• _Written request_: Reproduce every one of the items below line for line, changing nothing.

• _Input for this task_:
-- BEGIN --

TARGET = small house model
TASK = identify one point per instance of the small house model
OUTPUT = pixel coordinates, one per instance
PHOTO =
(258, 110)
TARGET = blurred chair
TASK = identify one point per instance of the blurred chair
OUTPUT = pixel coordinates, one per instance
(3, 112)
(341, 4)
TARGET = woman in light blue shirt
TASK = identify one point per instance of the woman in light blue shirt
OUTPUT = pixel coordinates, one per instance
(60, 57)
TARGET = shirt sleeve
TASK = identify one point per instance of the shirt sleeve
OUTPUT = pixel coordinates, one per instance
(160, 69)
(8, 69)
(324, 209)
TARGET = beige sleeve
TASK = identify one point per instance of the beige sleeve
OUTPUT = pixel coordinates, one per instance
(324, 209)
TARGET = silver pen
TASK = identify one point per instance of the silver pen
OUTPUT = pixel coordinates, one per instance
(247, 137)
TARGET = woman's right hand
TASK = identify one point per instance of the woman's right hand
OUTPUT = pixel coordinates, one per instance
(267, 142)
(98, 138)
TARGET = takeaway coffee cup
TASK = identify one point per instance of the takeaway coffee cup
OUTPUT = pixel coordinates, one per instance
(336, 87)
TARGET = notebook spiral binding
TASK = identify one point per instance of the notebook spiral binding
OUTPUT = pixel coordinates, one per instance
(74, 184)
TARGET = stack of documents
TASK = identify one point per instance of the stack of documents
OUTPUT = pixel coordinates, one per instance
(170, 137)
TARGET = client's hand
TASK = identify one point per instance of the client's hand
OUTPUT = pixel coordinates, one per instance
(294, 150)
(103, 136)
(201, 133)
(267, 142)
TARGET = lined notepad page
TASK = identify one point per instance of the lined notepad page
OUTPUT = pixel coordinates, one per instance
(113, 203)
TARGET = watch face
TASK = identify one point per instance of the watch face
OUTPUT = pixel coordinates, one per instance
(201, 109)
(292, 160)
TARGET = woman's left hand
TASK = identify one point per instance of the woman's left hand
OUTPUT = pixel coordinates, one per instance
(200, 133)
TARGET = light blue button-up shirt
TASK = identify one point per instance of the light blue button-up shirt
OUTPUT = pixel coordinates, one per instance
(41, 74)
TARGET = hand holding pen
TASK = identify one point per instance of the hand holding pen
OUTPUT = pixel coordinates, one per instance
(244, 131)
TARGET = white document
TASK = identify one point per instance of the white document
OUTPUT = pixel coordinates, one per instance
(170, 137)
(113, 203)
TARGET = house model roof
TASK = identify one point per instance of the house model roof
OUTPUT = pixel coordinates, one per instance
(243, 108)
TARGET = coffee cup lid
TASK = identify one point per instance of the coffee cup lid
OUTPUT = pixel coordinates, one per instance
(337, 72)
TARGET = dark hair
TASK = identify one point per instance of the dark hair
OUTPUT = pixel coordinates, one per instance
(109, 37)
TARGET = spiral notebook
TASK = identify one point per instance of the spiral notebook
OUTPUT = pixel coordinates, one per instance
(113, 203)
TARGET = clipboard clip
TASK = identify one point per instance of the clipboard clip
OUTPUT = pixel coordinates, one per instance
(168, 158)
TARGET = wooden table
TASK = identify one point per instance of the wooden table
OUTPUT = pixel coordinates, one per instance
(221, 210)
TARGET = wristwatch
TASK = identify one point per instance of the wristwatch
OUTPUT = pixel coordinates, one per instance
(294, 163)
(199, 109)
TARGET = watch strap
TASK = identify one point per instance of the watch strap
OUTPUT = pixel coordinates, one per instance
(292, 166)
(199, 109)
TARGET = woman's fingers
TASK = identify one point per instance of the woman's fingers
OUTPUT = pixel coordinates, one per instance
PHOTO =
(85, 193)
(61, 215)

-- END --

• _Result of the task_:
TARGET = small house model
TASK = identify one point per instance of the small house model
OUTPUT = pixel coordinates, one per instance
PHOTO =
(258, 110)
TARGET = blurred chair
TASK = identify one point per instance of the blurred chair
OUTPUT = pixel coordinates, one per instance
(3, 112)
(341, 4)
TARGET = woman in light blue shirt
TASK = identify one point per instance of the woman in light blue shirt
OUTPUT = pixel coordinates, one per instance
(60, 57)
TARGET = shirt sleeve
TASK = identify one point per instance of the shirt sleeve
OUTPUT = pixel coordinates, one per instance
(160, 69)
(8, 69)
(324, 209)
TARGET = beige sleeve
TASK = identify one point per instance of the beige sleeve
OUTPUT = pixel coordinates, one per instance
(324, 209)
TARGET = silver pen
TASK = identify one point per instance of the silver pen
OUTPUT = pixel coordinates, one per instance
(247, 137)
TARGET = woman's right hand
TASK = identify one point per instance of the woman's right hand
OUTPUT = pixel coordinates, one per instance
(267, 142)
(98, 138)
TARGET = takeaway coffee cup
TASK = identify one point per instance of the takeaway coffee cup
OUTPUT = pixel coordinates, one per instance
(336, 87)
TARGET = notebook spiral binding
TASK = identify one point per instance of the notebook spiral binding
OUTPUT = pixel coordinates, one per instance
(74, 184)
TARGET = stack of documents
TASK = identify one point per instance of the stack of documents
OUTPUT = pixel coordinates, one per instance
(170, 137)
TARGET = client's hand
TASK = identify one point per instance of the client's hand
OUTPUT = pixel coordinates, one per instance
(294, 150)
(103, 136)
(201, 133)
(267, 142)
TARGET = lined notepad page
TASK = identify one point per instance of the lined notepad page
OUTPUT = pixel coordinates, one per instance
(113, 203)
TARGET = watch face
TASK = identify one point per instance of the watch face
OUTPUT = pixel coordinates, one per instance
(201, 109)
(292, 160)
TARGET = woman's left hand
TASK = identify one point per instance of the woman's left hand
OUTPUT = pixel coordinates, one per instance
(200, 133)
TARGET = light blue button-up shirt
TASK = identify one point per instance of the light blue button-up shirt
OUTPUT = pixel coordinates, one per instance
(41, 74)
TARGET = hand holding pen
TASK = identify one point per instance of the hand holding pen
OUTPUT = pixel coordinates, one per instance
(244, 131)
TARGET = white document
TASK = identify one point per instance of the white document
OUTPUT = pixel coordinates, one per instance
(170, 137)
(113, 203)
TARGET = house model roof
TASK = identify one point per instance of the house model roof
OUTPUT = pixel coordinates, one per instance
(243, 108)
TARGET = coffee cup lid
TASK = identify one point per instance of the coffee cup lid
OUTPUT = pixel coordinates, one per instance
(337, 72)
TARGET = dark hair
TASK = identify one point per instance of the dark hair
OUTPUT = pixel coordinates, one per instance
(109, 37)
TARGET = spiral notebook
TASK = identify one point per instance of the spiral notebook
OUTPUT = pixel coordinates, one per instance
(113, 203)
TARGET = clipboard clip
TASK = identify one point per instance of the clipboard clip
OUTPUT = pixel coordinates, one per instance
(168, 158)
TARGET = wooden table
TASK = identify one point per instance of the wooden table
OUTPUT = pixel coordinates, one per instance
(221, 210)
TARGET = wristwatch
TASK = identify one point per instance of the wristwatch
OUTPUT = pixel coordinates, one per instance
(294, 163)
(199, 109)
TARGET = watch strap
TASK = identify one point per instance of the watch strap
OUTPUT = pixel coordinates, one per instance
(292, 166)
(199, 109)
TARGET = woman's fingers
TASK = identify one point per instance of the woman's fingers
OUTPUT = pixel coordinates, one per instance
PHOTO =
(85, 193)
(61, 215)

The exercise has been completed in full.